▶ _Goal of the exercise_
Start at the line in the entries below that contains "Detect the wooden", stop at the line that contains "Detect the sky", and output exactly the lines in that span, both ends included.

Segment Start: Given data

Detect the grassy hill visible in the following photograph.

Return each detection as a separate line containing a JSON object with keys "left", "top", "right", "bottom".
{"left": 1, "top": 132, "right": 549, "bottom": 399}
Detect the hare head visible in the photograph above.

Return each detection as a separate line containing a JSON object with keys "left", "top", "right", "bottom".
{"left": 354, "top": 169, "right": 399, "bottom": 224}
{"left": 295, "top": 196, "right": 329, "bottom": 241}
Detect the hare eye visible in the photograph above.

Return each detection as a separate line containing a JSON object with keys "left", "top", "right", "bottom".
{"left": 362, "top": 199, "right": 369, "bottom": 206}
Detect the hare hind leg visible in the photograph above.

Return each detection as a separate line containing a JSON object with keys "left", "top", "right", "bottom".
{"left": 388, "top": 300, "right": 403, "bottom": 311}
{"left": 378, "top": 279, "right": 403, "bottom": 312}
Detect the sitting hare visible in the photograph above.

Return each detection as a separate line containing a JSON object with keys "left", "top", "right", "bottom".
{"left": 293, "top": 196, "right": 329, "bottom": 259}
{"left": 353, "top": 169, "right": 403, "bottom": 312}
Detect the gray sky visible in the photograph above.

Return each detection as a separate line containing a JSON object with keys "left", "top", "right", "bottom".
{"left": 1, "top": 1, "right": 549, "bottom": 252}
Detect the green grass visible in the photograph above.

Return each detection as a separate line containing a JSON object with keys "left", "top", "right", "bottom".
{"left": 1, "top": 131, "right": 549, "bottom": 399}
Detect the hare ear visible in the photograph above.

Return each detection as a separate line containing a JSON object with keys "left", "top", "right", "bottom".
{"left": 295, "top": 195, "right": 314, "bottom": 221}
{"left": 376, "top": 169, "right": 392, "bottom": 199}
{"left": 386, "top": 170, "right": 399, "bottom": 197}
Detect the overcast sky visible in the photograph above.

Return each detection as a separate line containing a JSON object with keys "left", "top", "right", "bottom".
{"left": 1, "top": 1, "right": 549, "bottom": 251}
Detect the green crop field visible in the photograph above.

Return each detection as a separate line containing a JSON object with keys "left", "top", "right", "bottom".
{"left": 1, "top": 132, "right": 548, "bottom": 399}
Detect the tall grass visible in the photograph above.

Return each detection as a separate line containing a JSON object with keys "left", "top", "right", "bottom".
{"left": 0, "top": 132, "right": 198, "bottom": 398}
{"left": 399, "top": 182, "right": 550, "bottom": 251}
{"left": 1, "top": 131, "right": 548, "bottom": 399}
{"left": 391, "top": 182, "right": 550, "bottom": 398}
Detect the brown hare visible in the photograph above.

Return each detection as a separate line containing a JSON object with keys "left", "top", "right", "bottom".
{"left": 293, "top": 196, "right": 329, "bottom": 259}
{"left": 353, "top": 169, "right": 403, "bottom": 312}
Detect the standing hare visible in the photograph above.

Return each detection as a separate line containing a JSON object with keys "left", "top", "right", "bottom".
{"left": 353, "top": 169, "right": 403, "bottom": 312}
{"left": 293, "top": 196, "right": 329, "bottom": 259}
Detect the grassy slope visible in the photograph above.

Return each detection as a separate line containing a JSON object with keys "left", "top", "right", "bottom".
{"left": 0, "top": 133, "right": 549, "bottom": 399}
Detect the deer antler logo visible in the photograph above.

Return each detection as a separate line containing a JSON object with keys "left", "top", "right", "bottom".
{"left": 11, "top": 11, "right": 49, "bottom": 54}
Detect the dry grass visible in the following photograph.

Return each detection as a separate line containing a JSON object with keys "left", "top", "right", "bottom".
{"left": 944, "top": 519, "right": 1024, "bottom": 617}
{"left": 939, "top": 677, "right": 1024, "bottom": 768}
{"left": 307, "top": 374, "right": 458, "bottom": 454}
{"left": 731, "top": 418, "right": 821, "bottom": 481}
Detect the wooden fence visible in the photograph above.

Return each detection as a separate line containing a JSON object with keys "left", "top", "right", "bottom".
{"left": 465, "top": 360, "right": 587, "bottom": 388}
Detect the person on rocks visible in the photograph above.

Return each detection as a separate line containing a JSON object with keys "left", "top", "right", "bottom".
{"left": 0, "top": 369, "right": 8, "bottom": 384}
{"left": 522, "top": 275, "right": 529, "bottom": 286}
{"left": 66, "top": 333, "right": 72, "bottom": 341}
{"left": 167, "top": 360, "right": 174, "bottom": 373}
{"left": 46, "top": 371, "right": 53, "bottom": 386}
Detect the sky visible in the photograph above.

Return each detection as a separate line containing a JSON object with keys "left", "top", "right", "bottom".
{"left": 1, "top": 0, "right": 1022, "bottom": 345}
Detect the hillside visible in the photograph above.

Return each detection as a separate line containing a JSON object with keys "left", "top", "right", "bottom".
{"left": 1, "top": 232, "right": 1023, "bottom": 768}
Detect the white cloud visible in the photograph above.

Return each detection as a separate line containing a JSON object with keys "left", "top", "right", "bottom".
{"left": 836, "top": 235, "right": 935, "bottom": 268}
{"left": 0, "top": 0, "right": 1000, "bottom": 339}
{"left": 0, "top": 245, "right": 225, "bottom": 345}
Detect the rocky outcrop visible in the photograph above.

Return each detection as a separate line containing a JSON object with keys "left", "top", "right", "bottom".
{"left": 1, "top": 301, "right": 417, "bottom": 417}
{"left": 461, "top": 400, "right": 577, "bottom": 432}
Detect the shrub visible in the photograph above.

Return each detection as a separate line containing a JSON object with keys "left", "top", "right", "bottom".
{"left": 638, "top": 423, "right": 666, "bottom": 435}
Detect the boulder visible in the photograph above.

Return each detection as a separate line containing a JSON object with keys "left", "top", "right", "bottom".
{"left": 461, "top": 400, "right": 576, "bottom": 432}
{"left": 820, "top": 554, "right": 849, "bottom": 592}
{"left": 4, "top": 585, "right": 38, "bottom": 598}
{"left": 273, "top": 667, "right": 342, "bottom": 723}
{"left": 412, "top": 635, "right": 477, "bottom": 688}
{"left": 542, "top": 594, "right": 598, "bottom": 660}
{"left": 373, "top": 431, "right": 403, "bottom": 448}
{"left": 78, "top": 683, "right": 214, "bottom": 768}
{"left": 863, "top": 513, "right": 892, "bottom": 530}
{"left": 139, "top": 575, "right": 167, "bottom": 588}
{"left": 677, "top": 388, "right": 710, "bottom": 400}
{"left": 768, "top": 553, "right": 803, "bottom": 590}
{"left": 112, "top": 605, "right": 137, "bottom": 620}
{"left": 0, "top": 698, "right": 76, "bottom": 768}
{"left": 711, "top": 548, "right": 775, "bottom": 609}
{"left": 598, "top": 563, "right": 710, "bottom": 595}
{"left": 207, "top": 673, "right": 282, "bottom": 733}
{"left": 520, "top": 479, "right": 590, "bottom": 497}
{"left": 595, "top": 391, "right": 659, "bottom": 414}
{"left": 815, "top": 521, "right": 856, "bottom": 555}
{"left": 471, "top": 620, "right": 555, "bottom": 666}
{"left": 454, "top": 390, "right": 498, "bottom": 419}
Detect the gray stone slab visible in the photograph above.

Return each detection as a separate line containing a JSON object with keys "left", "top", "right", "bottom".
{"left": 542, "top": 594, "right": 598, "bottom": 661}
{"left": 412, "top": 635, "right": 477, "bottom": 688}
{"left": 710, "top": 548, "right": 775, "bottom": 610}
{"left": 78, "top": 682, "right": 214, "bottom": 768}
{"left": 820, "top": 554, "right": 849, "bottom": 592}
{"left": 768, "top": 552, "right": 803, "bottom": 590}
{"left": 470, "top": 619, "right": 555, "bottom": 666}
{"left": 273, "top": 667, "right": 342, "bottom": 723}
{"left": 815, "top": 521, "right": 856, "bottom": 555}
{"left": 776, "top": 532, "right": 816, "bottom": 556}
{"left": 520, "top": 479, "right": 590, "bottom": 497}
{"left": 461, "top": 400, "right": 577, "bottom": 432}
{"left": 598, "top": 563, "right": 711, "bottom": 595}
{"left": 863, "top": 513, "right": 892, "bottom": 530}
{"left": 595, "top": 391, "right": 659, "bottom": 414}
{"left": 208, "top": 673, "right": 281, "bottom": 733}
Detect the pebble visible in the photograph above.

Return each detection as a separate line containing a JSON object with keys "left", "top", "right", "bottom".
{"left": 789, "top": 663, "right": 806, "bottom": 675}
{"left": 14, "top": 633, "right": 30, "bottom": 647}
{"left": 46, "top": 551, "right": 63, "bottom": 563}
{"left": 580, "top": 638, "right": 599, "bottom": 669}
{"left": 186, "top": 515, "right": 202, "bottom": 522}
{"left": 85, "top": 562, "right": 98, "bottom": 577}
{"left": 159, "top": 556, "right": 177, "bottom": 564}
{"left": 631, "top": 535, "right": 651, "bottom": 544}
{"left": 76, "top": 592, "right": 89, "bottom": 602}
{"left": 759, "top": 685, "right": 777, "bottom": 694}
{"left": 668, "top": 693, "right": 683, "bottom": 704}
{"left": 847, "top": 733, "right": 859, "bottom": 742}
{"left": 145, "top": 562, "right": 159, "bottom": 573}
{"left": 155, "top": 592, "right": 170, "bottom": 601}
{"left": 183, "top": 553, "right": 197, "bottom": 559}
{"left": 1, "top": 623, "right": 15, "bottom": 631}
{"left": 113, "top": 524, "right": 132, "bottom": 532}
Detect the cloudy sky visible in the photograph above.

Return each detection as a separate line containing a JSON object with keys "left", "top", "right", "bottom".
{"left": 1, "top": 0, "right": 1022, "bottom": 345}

Segment End: Given data

▶ _Answer to the exercise_
Detect the wooden fence visible in the photograph above.

Return each detection as a separate line containing a JSON object with keys "left", "top", "right", "bottom".
{"left": 465, "top": 360, "right": 587, "bottom": 388}
Detect the person on rocks visible in the photograph above.

Return each detection as a separate line containing a JSON object with keys "left", "top", "right", "bottom".
{"left": 0, "top": 369, "right": 8, "bottom": 384}
{"left": 522, "top": 275, "right": 529, "bottom": 286}
{"left": 66, "top": 333, "right": 72, "bottom": 341}
{"left": 167, "top": 360, "right": 174, "bottom": 373}
{"left": 46, "top": 371, "right": 53, "bottom": 386}
Detect the sky visible in the photograph above.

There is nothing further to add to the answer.